▶ Problem: Rewrite the data starting at the line that has "blue winter jacket" and ending after the line that has "[(616, 397), (478, 388)]", with "instance" swapped for "occurrence" and nothing else changed.

Location labeling records:
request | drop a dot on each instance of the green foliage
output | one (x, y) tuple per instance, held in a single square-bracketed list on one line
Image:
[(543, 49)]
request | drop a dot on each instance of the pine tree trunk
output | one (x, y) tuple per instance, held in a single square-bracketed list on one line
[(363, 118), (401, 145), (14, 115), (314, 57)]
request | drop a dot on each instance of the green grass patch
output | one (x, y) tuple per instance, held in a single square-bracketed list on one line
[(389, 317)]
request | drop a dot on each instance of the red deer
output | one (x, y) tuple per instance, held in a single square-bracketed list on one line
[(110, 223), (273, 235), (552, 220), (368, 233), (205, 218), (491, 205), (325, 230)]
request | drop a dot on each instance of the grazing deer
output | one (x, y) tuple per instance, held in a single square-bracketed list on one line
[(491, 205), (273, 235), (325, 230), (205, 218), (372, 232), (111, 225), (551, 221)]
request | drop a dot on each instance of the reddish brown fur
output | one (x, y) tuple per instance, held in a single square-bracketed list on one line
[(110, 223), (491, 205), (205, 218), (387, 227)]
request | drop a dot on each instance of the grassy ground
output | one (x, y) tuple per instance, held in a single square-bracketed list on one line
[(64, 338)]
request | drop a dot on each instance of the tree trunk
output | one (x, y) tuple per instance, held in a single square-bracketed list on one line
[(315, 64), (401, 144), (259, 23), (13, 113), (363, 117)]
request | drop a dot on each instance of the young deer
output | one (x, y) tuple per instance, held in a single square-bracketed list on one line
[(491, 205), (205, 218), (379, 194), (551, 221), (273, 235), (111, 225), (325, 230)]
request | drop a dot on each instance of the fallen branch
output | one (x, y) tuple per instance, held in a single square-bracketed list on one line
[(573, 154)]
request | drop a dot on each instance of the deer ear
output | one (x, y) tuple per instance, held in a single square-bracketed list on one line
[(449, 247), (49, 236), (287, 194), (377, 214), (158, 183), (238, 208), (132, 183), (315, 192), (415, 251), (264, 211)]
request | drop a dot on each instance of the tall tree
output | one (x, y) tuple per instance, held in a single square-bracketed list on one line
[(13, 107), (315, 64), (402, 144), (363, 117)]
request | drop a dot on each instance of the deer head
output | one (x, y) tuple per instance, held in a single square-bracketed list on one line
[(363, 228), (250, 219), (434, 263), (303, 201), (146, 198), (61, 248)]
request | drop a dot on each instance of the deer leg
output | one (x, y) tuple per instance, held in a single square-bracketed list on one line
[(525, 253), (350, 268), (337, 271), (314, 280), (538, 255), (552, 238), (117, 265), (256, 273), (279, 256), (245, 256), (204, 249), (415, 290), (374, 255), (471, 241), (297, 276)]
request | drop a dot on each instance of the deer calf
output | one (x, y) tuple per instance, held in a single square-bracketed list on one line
---
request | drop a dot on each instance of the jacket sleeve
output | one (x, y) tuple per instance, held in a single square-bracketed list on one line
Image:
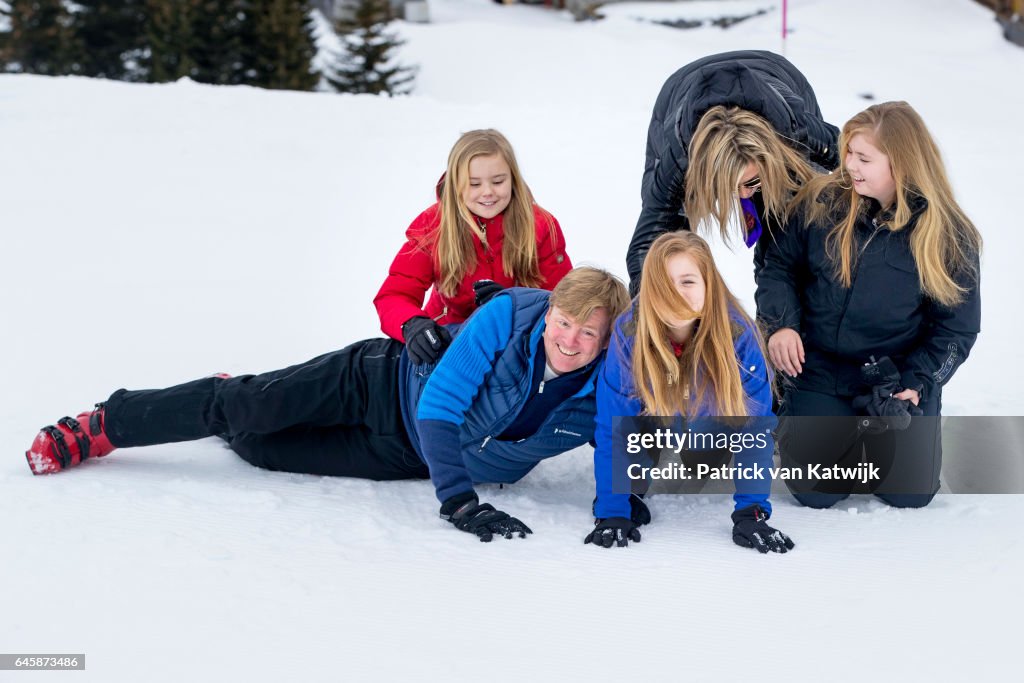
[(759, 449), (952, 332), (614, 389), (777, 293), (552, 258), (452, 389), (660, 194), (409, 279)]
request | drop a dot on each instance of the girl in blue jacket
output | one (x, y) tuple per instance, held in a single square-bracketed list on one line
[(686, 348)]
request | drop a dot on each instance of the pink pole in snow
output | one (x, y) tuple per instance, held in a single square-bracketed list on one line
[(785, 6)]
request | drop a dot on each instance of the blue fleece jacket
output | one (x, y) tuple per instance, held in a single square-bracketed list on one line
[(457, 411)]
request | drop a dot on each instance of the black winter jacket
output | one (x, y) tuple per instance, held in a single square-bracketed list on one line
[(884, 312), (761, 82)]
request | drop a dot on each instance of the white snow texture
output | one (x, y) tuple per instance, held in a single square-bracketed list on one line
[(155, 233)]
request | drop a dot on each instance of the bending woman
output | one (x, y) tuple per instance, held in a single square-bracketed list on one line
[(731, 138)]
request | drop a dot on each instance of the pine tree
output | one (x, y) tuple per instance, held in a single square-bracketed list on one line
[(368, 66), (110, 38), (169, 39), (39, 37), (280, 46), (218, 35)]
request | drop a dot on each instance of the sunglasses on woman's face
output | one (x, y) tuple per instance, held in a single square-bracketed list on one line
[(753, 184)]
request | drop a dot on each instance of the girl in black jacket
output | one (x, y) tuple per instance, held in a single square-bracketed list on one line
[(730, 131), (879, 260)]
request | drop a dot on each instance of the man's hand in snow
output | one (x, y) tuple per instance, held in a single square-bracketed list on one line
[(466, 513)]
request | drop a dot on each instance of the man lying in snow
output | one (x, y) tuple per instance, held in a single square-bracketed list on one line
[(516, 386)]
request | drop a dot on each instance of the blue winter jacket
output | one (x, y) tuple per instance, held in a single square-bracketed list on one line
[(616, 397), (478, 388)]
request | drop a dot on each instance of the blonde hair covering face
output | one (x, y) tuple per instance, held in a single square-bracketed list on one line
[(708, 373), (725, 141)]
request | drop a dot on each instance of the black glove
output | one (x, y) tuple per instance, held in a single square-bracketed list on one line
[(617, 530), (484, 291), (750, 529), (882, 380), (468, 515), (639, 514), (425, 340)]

▶ Expected answer:
request | drop a dot on each occurrence of the blue winter jacket
output | one (x, y) tuple per occurrence, held in a single square-bracketed list on one line
[(616, 397), (478, 388)]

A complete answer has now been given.